TASK STATEMENT
Please reproduce unchanged the lines of the listing below, from the line holding "Task: confirm every instance of the snow slope" through the end of the listing, inclusive.

***

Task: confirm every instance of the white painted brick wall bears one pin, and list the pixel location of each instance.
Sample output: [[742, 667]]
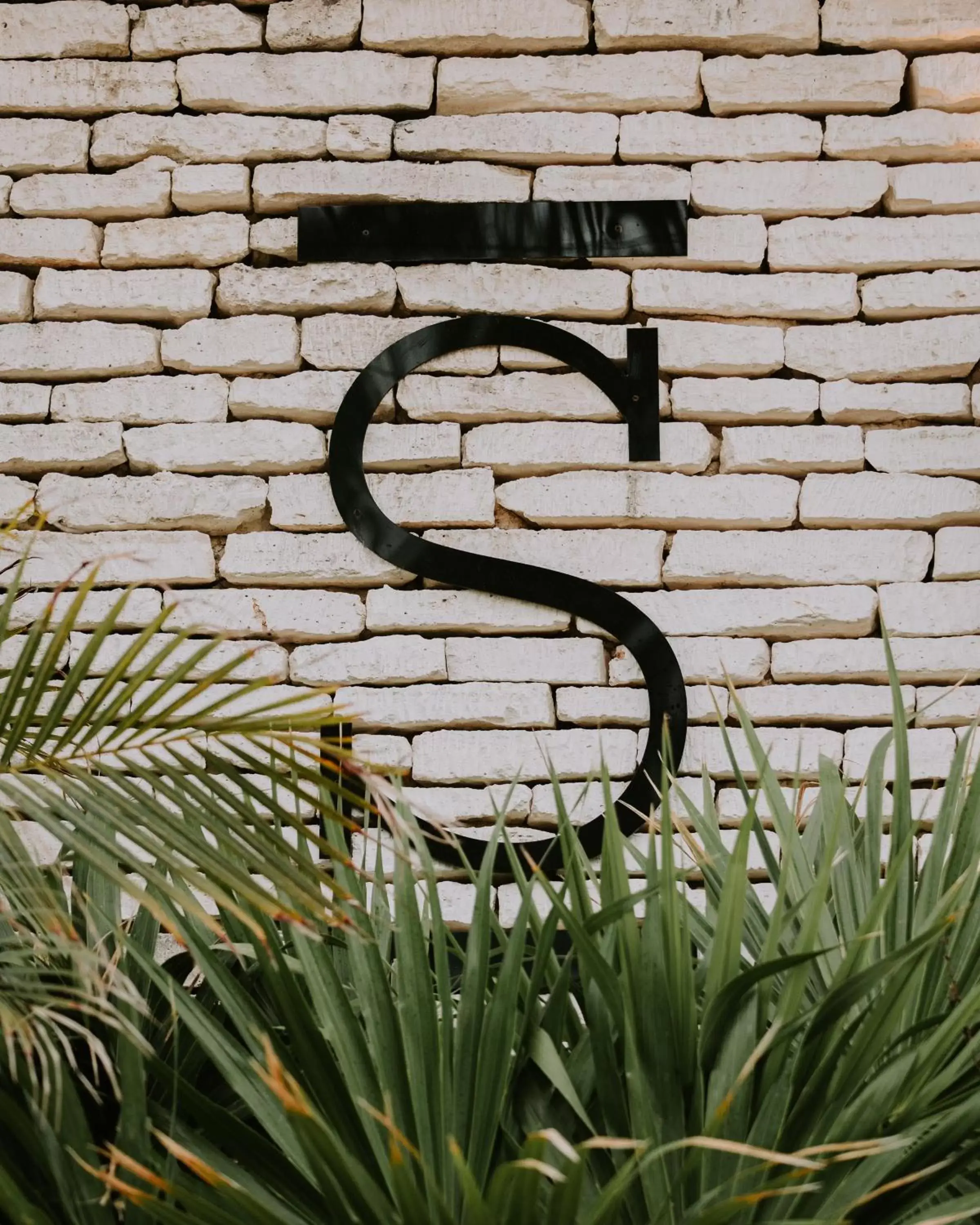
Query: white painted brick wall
[[169, 374]]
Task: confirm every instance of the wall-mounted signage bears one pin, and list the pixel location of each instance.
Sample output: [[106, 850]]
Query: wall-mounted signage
[[515, 232]]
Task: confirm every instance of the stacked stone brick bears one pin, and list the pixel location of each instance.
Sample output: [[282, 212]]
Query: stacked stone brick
[[169, 373]]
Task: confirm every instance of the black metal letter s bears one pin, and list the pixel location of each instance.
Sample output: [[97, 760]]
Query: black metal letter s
[[636, 396]]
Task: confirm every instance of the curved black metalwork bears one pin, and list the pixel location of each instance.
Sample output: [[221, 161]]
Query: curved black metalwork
[[635, 394]]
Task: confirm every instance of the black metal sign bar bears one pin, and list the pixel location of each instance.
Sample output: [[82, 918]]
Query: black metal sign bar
[[536, 229], [634, 392]]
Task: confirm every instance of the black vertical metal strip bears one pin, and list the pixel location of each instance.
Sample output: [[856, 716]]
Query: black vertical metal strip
[[533, 229], [634, 392]]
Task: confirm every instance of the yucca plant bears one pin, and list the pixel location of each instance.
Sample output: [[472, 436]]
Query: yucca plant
[[326, 1048]]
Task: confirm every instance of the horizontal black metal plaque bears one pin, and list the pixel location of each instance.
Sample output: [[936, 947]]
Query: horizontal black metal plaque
[[536, 229]]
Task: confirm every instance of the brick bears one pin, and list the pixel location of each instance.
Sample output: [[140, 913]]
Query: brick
[[934, 188], [123, 140], [876, 244], [31, 450], [57, 244], [945, 82], [429, 707], [767, 296], [216, 505], [797, 559], [241, 346], [766, 26], [542, 449], [920, 294], [78, 351], [177, 30], [792, 613], [822, 704], [33, 146], [350, 342], [695, 348], [847, 402], [287, 187], [793, 753], [16, 499], [151, 400], [286, 559], [715, 244], [97, 198], [863, 659], [608, 339], [612, 183], [503, 756], [402, 659], [57, 558], [216, 188], [936, 450], [957, 553], [704, 661], [177, 242], [417, 500], [793, 450], [384, 753], [930, 754], [677, 138], [523, 139], [314, 25], [162, 297], [874, 499], [939, 707], [512, 397], [24, 402], [411, 448], [307, 290], [788, 189], [16, 292], [470, 805], [508, 26], [391, 610], [625, 558], [554, 661], [913, 350], [619, 84], [903, 24], [601, 706], [276, 236], [811, 85], [267, 662], [85, 87], [514, 290], [361, 138], [258, 448], [719, 401], [290, 617], [664, 500], [930, 609], [309, 396], [305, 82], [65, 27], [906, 136]]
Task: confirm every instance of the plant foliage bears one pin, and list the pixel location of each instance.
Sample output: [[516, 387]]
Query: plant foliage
[[323, 1047]]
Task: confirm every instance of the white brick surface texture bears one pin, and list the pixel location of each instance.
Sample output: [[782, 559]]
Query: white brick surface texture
[[171, 375]]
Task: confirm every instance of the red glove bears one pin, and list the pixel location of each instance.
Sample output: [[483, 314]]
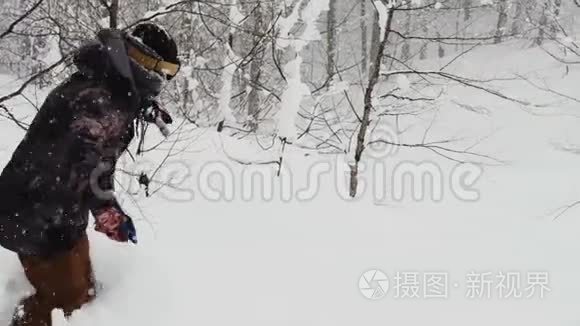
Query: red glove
[[115, 224]]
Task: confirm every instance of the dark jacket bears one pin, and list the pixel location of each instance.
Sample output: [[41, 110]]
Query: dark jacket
[[64, 166]]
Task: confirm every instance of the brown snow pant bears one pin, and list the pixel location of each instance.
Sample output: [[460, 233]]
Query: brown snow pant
[[62, 282]]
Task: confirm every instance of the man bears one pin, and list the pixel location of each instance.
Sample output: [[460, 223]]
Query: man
[[64, 166]]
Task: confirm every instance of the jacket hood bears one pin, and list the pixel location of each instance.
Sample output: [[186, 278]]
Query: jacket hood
[[93, 61]]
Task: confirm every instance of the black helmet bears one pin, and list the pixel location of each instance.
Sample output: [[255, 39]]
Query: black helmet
[[153, 48]]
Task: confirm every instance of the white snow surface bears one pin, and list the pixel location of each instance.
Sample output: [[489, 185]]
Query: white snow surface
[[285, 261]]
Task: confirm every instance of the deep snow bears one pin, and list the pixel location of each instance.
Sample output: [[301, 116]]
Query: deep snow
[[256, 262]]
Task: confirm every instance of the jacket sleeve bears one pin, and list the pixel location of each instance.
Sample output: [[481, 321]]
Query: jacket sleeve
[[96, 130]]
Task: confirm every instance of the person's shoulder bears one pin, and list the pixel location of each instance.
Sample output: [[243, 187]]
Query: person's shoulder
[[88, 95]]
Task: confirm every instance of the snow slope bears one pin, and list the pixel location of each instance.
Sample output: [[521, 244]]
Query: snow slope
[[203, 261]]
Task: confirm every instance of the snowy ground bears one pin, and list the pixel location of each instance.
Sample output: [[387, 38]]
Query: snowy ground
[[296, 262]]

***

WRITTEN RESPONSE
Task: confirm every instance of the snow slope bears one pin, and list the pixel location of each instance.
Sample output: [[521, 244]]
Query: snow slope
[[203, 261]]
Task: confirm every instance of the snowy ground bears one pin, and list the pixel location of each instance.
Sample output: [[387, 38]]
Query: snowy ground
[[296, 262]]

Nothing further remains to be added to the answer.